#### TASK DESCRIPTION
Exactly reproduce each record listed below.

====

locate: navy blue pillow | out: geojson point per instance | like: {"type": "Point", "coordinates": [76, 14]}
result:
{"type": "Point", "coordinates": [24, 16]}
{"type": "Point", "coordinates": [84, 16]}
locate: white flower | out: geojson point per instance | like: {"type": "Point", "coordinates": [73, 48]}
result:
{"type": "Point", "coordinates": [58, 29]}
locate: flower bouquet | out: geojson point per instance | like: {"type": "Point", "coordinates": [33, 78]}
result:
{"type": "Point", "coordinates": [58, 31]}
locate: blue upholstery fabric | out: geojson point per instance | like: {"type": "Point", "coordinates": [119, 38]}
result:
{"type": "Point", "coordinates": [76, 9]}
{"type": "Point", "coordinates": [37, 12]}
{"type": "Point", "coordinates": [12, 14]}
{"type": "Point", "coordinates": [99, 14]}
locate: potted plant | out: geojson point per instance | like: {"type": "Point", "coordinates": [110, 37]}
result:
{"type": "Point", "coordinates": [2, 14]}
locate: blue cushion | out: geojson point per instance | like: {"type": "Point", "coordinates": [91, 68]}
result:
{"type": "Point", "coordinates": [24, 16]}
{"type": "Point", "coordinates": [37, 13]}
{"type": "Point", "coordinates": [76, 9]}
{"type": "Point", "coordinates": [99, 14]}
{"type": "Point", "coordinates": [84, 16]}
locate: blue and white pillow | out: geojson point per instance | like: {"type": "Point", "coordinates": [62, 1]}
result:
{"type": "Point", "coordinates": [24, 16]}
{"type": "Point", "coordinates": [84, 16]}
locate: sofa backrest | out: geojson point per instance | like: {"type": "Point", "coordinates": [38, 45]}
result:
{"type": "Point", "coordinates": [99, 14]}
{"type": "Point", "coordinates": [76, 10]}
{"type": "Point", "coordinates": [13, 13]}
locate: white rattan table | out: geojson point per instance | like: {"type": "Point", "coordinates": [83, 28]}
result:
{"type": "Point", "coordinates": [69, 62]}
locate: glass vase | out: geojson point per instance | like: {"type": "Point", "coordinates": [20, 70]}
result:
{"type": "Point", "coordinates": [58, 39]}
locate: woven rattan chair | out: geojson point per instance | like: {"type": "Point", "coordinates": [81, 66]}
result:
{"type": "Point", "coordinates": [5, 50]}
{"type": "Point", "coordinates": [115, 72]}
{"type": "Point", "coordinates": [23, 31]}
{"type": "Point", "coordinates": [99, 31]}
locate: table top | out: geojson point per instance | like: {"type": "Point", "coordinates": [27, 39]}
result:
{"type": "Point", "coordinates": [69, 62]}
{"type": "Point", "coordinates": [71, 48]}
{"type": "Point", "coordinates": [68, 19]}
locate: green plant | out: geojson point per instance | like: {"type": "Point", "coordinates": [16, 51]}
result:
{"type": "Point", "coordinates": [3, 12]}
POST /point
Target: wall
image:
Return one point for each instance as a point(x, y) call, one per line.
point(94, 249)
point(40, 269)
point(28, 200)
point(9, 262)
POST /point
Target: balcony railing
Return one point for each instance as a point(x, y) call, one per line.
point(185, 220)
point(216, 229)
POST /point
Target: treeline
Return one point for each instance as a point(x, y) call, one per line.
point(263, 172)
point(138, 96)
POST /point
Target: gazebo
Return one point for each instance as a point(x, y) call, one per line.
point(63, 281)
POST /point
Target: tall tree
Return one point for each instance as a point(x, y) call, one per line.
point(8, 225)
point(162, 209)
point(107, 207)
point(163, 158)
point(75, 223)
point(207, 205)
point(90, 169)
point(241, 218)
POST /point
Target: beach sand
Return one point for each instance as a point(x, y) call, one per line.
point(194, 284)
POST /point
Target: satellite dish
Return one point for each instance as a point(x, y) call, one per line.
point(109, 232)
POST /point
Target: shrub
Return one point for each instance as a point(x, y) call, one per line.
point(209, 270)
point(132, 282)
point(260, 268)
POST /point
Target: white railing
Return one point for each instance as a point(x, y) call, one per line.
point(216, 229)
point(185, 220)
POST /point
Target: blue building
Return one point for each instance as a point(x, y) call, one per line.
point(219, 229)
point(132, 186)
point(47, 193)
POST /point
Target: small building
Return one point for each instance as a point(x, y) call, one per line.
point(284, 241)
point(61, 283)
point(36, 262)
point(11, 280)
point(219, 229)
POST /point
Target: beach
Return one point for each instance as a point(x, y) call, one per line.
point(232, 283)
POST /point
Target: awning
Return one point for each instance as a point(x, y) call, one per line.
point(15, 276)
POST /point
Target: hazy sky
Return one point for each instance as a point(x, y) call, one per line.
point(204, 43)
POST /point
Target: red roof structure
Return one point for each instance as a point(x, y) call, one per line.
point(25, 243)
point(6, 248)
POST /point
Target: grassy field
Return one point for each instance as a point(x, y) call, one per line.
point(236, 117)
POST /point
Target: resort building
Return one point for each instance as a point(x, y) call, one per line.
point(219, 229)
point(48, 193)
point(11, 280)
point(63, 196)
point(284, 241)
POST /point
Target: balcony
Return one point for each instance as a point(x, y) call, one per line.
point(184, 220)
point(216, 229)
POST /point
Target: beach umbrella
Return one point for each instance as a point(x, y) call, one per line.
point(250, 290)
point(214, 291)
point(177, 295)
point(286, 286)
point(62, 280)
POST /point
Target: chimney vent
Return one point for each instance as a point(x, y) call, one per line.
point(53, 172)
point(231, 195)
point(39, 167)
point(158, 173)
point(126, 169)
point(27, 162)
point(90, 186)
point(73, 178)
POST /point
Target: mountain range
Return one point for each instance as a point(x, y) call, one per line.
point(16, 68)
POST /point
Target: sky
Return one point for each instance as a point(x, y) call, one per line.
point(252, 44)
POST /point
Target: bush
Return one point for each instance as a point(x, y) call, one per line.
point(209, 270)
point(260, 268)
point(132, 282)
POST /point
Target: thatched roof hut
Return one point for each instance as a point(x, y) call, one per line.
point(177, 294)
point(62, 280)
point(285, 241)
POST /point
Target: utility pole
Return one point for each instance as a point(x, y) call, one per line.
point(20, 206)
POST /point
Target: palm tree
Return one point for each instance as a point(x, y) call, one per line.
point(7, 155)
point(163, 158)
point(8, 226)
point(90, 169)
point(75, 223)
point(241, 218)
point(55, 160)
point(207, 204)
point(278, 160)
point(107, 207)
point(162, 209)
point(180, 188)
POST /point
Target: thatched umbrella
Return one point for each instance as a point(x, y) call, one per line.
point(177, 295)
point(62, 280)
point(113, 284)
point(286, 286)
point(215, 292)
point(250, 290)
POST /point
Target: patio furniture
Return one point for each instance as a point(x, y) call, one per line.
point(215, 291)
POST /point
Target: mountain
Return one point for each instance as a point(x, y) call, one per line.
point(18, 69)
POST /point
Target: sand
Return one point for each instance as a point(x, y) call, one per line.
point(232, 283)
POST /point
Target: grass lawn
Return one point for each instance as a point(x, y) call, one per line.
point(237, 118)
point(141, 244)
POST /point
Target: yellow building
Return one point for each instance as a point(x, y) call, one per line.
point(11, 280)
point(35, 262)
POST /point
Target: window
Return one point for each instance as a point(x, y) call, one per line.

====

#### ANSWER TO THE TASK
locate: navy blue pillow | out: geojson point per instance | like: {"type": "Point", "coordinates": [76, 14]}
result:
{"type": "Point", "coordinates": [24, 16]}
{"type": "Point", "coordinates": [84, 16]}
locate: white flower | out: geojson point per instance | like: {"type": "Point", "coordinates": [73, 48]}
result:
{"type": "Point", "coordinates": [58, 29]}
locate: flower bouquet | out: geojson point per instance | like: {"type": "Point", "coordinates": [33, 78]}
result:
{"type": "Point", "coordinates": [58, 31]}
locate: blue upholstery fabric | out: geojson point per instance | like: {"type": "Point", "coordinates": [119, 38]}
result:
{"type": "Point", "coordinates": [76, 9]}
{"type": "Point", "coordinates": [37, 12]}
{"type": "Point", "coordinates": [12, 14]}
{"type": "Point", "coordinates": [99, 14]}
locate: potted plant | out: geojson point per instance | like: {"type": "Point", "coordinates": [110, 37]}
result:
{"type": "Point", "coordinates": [2, 14]}
locate: blue cushion | out: geojson point per instance | like: {"type": "Point", "coordinates": [91, 68]}
result:
{"type": "Point", "coordinates": [24, 16]}
{"type": "Point", "coordinates": [37, 13]}
{"type": "Point", "coordinates": [76, 9]}
{"type": "Point", "coordinates": [99, 14]}
{"type": "Point", "coordinates": [84, 16]}
locate: blue and white pillow | out: geojson point per instance | like: {"type": "Point", "coordinates": [62, 1]}
result:
{"type": "Point", "coordinates": [24, 16]}
{"type": "Point", "coordinates": [84, 16]}
locate: sofa backrest | out: geojson point per instance | like: {"type": "Point", "coordinates": [38, 45]}
result:
{"type": "Point", "coordinates": [99, 14]}
{"type": "Point", "coordinates": [76, 10]}
{"type": "Point", "coordinates": [13, 13]}
locate: white rattan table | out: geojson point per instance | like: {"type": "Point", "coordinates": [83, 28]}
result:
{"type": "Point", "coordinates": [69, 62]}
locate: glass vase | out: geojson point per instance | like: {"type": "Point", "coordinates": [20, 70]}
result:
{"type": "Point", "coordinates": [58, 39]}
locate: woven rattan chair | out: geojson point per instance | like: {"type": "Point", "coordinates": [81, 66]}
result:
{"type": "Point", "coordinates": [5, 50]}
{"type": "Point", "coordinates": [115, 72]}
{"type": "Point", "coordinates": [23, 31]}
{"type": "Point", "coordinates": [99, 31]}
locate: table top | out: geojson point per instance | like: {"type": "Point", "coordinates": [27, 39]}
result:
{"type": "Point", "coordinates": [69, 62]}
{"type": "Point", "coordinates": [71, 48]}
{"type": "Point", "coordinates": [68, 19]}
locate: green plant | out: geojson point per instance | like: {"type": "Point", "coordinates": [16, 51]}
result:
{"type": "Point", "coordinates": [3, 12]}
POST /point
Target: wall
image:
Return one point for each instance as a point(x, y) call, one per line.
point(94, 249)
point(40, 269)
point(28, 200)
point(9, 262)
POST /point
Target: balcony railing
Return one point for each instance as a point(x, y) call, one per line.
point(185, 220)
point(216, 229)
POST /point
Target: treeline
Return one point for each instance as a point(x, y) call, one per line.
point(263, 172)
point(138, 96)
POST /point
Target: gazebo
Return one point for each instance as a point(x, y) call, one per line.
point(63, 281)
POST /point
Target: tall tree
Return one point for each instance as a point(x, y) call, one per line.
point(8, 225)
point(162, 209)
point(107, 207)
point(163, 158)
point(75, 223)
point(207, 205)
point(90, 169)
point(241, 218)
POST /point
Target: beach sand
Return one point for each instance as a point(x, y) call, one per line.
point(194, 284)
POST /point
Target: satellite dish
Return one point for each instance as a point(x, y) call, one per line.
point(109, 232)
POST /point
Target: shrub
Return one point for each instance as a point(x, y) call, one per line.
point(209, 270)
point(132, 282)
point(260, 268)
POST /point
Target: white railing
Return one point for each instance as a point(x, y) call, one per line.
point(216, 229)
point(185, 220)
POST /point
Target: blue building
Return one point for each instance as a point(x, y) call, one per line.
point(219, 229)
point(132, 186)
point(47, 193)
POST /point
Target: small building
Return one point for each instance as a point(x, y) call, one per line.
point(284, 241)
point(61, 283)
point(36, 262)
point(11, 280)
point(219, 229)
POST /point
Target: beach
Return one point for each instance as a point(x, y) call, one per line.
point(232, 283)
POST /point
Target: awning
Return one point for each instance as a point(x, y) call, one per line.
point(15, 276)
POST /point
Target: hazy sky
Return one point for each instance as a point(x, y) call, one per line.
point(204, 43)
POST /point
Target: red roof structure
Return one point for each instance as a point(x, y) call, one per line.
point(25, 243)
point(6, 248)
POST /point
Target: grassy field
Return one point for each instance as a point(x, y) call, one per line.
point(236, 117)
POST /point
Target: resort building
Return one point for each instance as a point(x, y) call, one per line.
point(219, 229)
point(48, 193)
point(11, 280)
point(63, 196)
point(284, 241)
POST /point
Target: balcony
Return one point for each instance as a point(x, y) call, one per line.
point(184, 220)
point(216, 229)
POST /point
Target: beach umbrella
Return one point for each instance as a point(x, y) call, one per line.
point(250, 290)
point(214, 291)
point(177, 295)
point(286, 286)
point(62, 280)
POST /point
Target: chimney vent
Return one point for each instance as a point(x, y) call, one per line.
point(53, 172)
point(231, 195)
point(39, 167)
point(158, 173)
point(126, 169)
point(27, 162)
point(90, 186)
point(73, 178)
POST /point
Target: mountain range
Return one point for each instance as a point(x, y) call, one per line.
point(16, 68)
POST /point
Target: sky
Return one point for each instance as a point(x, y) call, one per line.
point(252, 44)
POST /point
Target: bush
Return one point for each instance as a point(x, y) call, one per line.
point(209, 270)
point(260, 268)
point(132, 282)
POST /point
Target: thatched roof hut
Return one point for each instance as a point(x, y) call, one per line.
point(177, 294)
point(62, 280)
point(285, 241)
POST /point
Target: utility pole
Return one point for each instance as a point(x, y) call, one per line.
point(20, 206)
POST /point
Target: palm tree
Return one point for each instance as a point(x, y) call, one per line.
point(7, 155)
point(163, 158)
point(8, 226)
point(90, 169)
point(75, 223)
point(241, 218)
point(55, 160)
point(207, 204)
point(278, 160)
point(107, 207)
point(162, 209)
point(180, 188)
POST /point
Target: thatched umbrella
Return one point for each instance as a point(x, y) call, one per line.
point(177, 295)
point(62, 280)
point(113, 284)
point(286, 286)
point(215, 292)
point(250, 290)
POST /point
Target: patio furniture
Return one point for each instance as a point(x, y) call, one per line.
point(215, 291)
POST /point
Target: mountain
Return one point for each instance as a point(x, y) call, one per line.
point(18, 69)
POST /point
Target: sand
Return one point for each instance as a point(x, y) call, one per line.
point(232, 283)
POST /point
Target: grass lawn
Return one point for each instance as a point(x, y) call, one per line.
point(237, 118)
point(141, 244)
POST /point
Target: yellow building
Return one point for each instance as a point(x, y) call, one per line.
point(11, 280)
point(35, 262)
POST /point
Target: window
Return one point for each instance as a point(x, y) call, one per line.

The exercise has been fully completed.